And yet yesterday we found ourselves defending him on Twitter. Not what he had to say, but his right to say it. In New York a Dominican-born State Democrat, Adriano Espaillat, filed a grievance (presumably in English) against Schlossberg with the court system. He was joined by the Bronx borough president, a fellow Democrat named Ruben Diaz, Jr.

“We are sending this grievance to say that you cannot engage in xenophobia, bigotry, hate and get away with it,” said Espaillat. “Such behavior should never be tolerated.”

I’m sorry. You can get away with it and you should. Mr. Schlossberg was not speaking in an official capacity. I mean, imagine if he were the president and in an official meeting referred to those two Mexican employees as “animals.” Anyway, dislike what he said if you like, but defend his right to say it.

(We’ve lived in NYC nearly 30 years. Of course Schlossberg overreacts and is a complete jerk here. But as to the central point, he’s correct: you walk on busy NYC sidewalks the same way you drive, which is to say you stay to the right. Doesn’t mean he was justified in behaving like a jerk, but the man posting this video was not observing proper NYC sidewalk etiquette.)

Why? Because the First Amendment is not here to protect you for those times when you utter compliments (“Nice shirt, have you lost weight?”). It’s for when you say things that people, sometimes a majority of people, vehemently disagree with. And if you libel or slander a particular person, the law provides for pay back.
::::::
* **Set task**
Retype the passage about Schlossberg word for word, beginning at "Why? Because the" and stopping after "for pay back.". Use nothing but the passage above.

* **Raw records**
::::::
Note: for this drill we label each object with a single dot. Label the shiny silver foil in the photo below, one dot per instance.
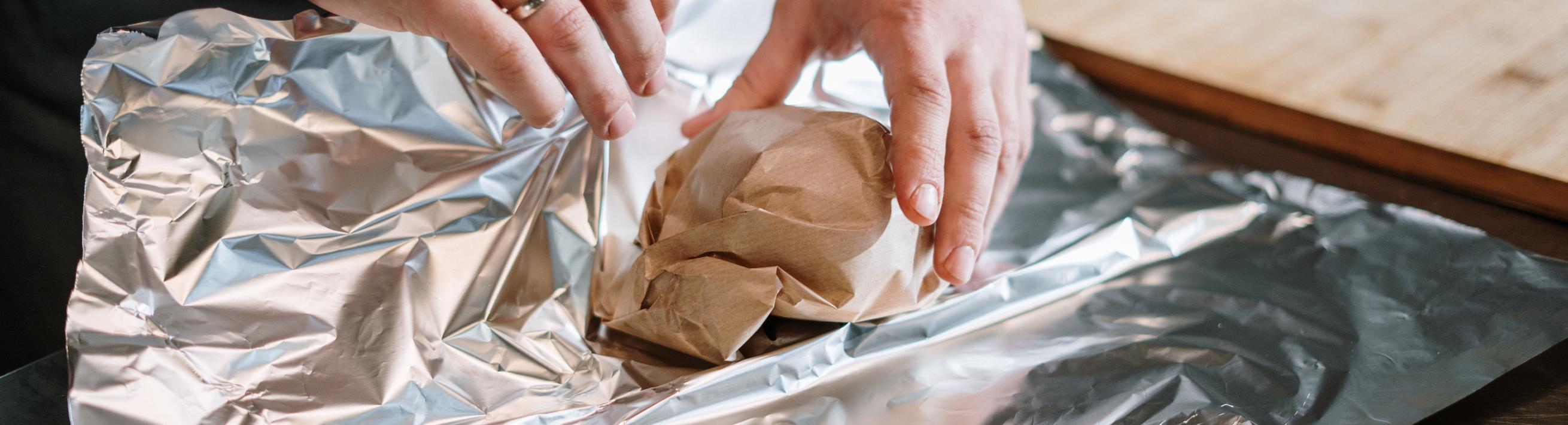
(319, 221)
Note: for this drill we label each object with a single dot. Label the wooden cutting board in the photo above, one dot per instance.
(1465, 93)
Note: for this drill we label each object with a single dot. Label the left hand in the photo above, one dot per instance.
(955, 74)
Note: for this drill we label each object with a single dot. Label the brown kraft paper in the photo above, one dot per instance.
(782, 212)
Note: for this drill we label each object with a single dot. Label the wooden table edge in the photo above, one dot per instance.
(1405, 157)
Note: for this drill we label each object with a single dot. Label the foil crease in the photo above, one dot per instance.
(312, 221)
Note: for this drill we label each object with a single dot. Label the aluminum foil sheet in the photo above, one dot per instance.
(319, 221)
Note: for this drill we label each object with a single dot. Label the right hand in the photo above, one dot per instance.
(559, 40)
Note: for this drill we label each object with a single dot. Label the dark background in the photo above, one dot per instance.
(41, 162)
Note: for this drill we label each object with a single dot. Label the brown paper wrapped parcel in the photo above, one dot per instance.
(782, 212)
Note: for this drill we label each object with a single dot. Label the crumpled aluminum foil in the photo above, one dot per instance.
(319, 221)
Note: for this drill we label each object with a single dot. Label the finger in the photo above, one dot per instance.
(634, 35)
(573, 47)
(667, 13)
(767, 77)
(1012, 98)
(974, 142)
(493, 43)
(921, 104)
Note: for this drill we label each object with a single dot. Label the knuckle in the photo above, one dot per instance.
(985, 137)
(512, 60)
(604, 99)
(921, 153)
(971, 215)
(620, 7)
(927, 89)
(908, 14)
(750, 85)
(645, 56)
(1012, 157)
(568, 32)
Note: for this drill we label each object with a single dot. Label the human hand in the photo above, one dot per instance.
(560, 38)
(955, 74)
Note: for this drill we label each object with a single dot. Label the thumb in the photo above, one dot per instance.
(767, 77)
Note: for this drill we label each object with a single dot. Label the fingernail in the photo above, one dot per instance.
(620, 123)
(962, 262)
(555, 120)
(927, 203)
(654, 82)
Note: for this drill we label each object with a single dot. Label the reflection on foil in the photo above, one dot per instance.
(314, 221)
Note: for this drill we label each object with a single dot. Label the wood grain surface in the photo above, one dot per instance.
(1471, 95)
(1534, 393)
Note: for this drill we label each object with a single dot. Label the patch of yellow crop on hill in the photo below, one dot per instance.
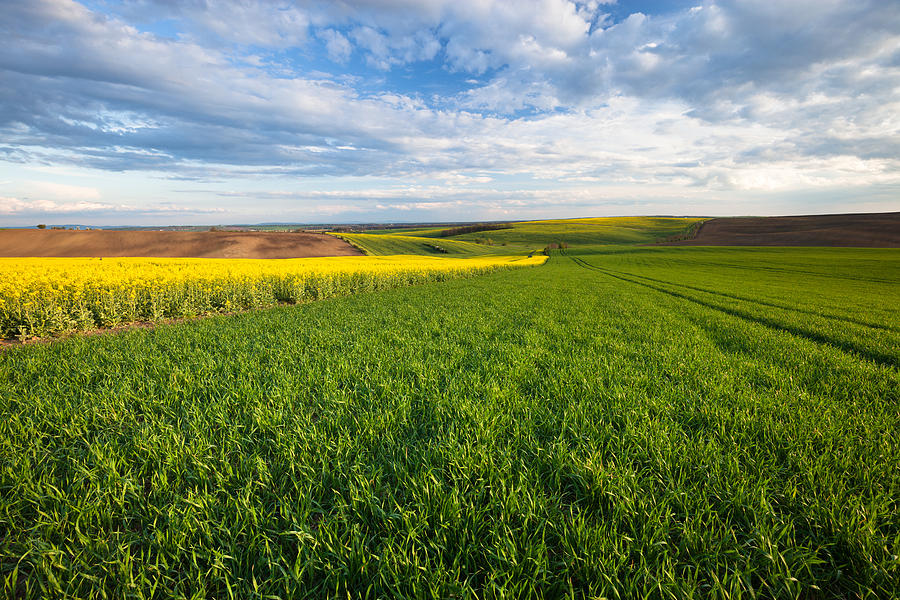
(43, 296)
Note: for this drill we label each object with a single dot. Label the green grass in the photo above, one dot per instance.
(621, 423)
(390, 244)
(537, 234)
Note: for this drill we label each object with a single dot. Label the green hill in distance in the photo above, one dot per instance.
(525, 236)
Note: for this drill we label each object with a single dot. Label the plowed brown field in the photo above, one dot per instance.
(199, 244)
(877, 230)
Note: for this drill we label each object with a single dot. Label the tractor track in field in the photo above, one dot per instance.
(764, 303)
(846, 347)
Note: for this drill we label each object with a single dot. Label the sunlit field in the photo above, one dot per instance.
(45, 296)
(622, 421)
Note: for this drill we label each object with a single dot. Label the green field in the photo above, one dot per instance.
(529, 234)
(622, 422)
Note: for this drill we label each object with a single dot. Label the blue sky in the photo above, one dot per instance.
(225, 111)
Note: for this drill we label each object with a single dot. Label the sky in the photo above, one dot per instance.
(161, 112)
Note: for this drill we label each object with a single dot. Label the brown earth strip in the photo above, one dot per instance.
(875, 230)
(170, 244)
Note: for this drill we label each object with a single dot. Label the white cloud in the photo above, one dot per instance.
(731, 96)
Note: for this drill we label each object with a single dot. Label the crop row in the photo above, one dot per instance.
(40, 297)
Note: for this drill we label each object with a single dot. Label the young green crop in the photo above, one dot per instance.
(645, 423)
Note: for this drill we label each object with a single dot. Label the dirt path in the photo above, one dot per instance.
(197, 244)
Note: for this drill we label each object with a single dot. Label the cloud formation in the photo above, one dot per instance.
(721, 98)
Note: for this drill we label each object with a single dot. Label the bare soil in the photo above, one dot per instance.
(172, 244)
(875, 230)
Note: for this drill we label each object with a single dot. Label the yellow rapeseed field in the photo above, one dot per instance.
(45, 296)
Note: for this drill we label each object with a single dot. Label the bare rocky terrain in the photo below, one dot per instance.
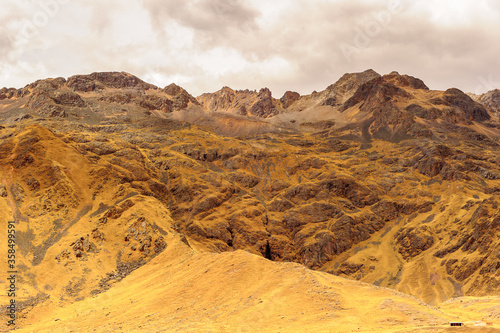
(377, 179)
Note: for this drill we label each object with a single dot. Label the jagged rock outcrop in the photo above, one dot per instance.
(242, 102)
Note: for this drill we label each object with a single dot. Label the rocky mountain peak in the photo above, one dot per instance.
(101, 80)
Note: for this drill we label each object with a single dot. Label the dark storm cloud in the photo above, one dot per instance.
(205, 16)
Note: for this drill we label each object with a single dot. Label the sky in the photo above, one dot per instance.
(297, 45)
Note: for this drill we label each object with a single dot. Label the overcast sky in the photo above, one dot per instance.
(299, 45)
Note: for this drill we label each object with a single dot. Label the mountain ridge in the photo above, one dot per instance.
(377, 179)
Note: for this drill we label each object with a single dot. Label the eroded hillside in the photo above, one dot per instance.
(391, 184)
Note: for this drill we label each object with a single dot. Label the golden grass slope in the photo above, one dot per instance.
(190, 290)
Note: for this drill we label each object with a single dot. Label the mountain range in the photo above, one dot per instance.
(374, 197)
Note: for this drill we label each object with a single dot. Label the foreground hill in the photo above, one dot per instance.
(377, 179)
(185, 289)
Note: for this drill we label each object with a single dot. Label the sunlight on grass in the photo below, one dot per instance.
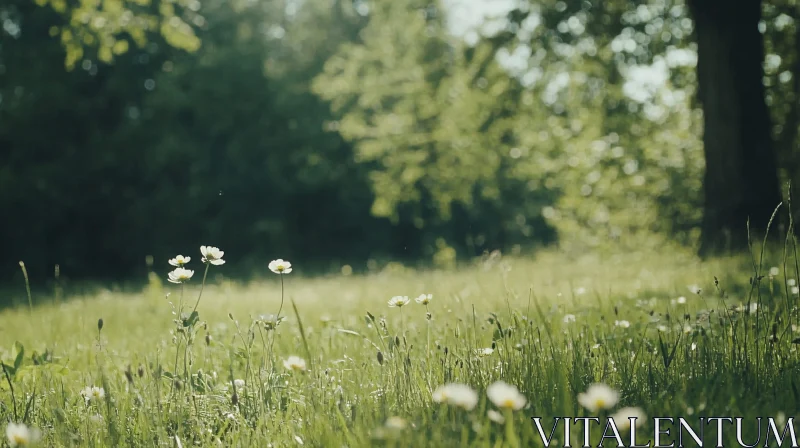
(400, 357)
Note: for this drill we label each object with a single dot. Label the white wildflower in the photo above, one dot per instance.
(93, 393)
(424, 299)
(179, 261)
(295, 363)
(280, 266)
(180, 275)
(398, 301)
(212, 255)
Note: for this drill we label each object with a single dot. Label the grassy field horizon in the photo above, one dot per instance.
(669, 333)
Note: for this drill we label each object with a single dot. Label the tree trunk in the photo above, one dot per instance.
(741, 179)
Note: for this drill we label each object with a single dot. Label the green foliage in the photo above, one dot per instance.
(349, 131)
(371, 371)
(110, 26)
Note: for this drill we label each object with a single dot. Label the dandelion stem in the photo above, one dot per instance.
(280, 308)
(11, 388)
(202, 286)
(27, 286)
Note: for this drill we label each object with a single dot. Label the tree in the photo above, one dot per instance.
(741, 179)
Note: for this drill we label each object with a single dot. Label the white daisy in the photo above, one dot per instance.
(180, 275)
(280, 266)
(424, 299)
(91, 393)
(212, 255)
(398, 301)
(295, 363)
(179, 260)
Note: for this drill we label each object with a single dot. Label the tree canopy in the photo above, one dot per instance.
(348, 131)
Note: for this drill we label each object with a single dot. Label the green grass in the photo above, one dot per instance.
(705, 359)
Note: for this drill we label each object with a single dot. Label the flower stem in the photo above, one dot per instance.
(202, 286)
(278, 316)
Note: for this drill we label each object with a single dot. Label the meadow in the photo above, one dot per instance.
(405, 357)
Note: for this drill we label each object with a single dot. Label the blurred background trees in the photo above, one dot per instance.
(340, 131)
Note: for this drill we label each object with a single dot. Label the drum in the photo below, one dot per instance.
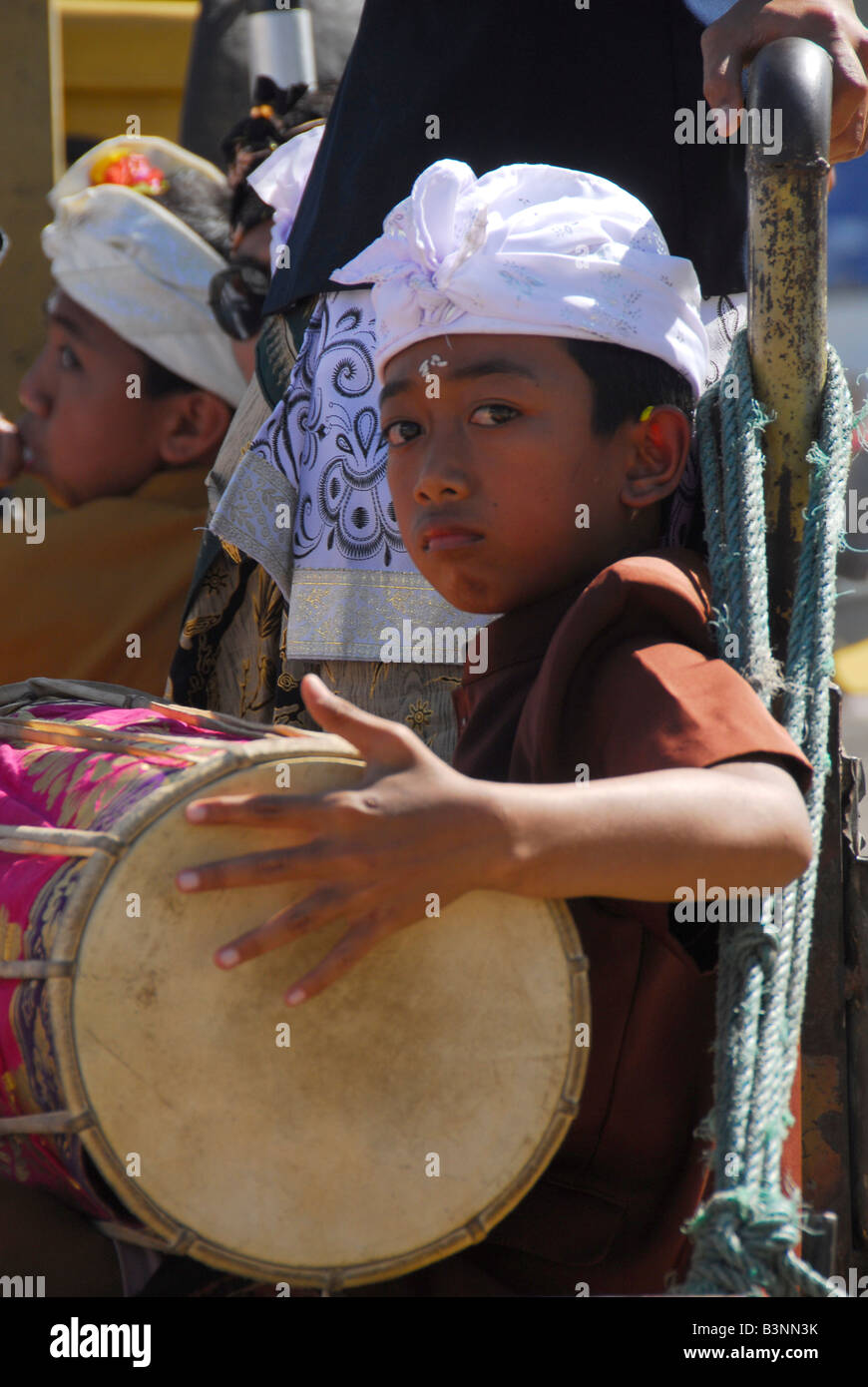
::::::
* **Complete output**
Why? Because the First Amendment is not here to protect you for those times when you utter compliments (“Nice shirt, have you lost weight?”). It’s for when you say things that people, sometimes a majority of people, vehemently disagree with. And if you libel or slander a particular person, the law provides for pay back.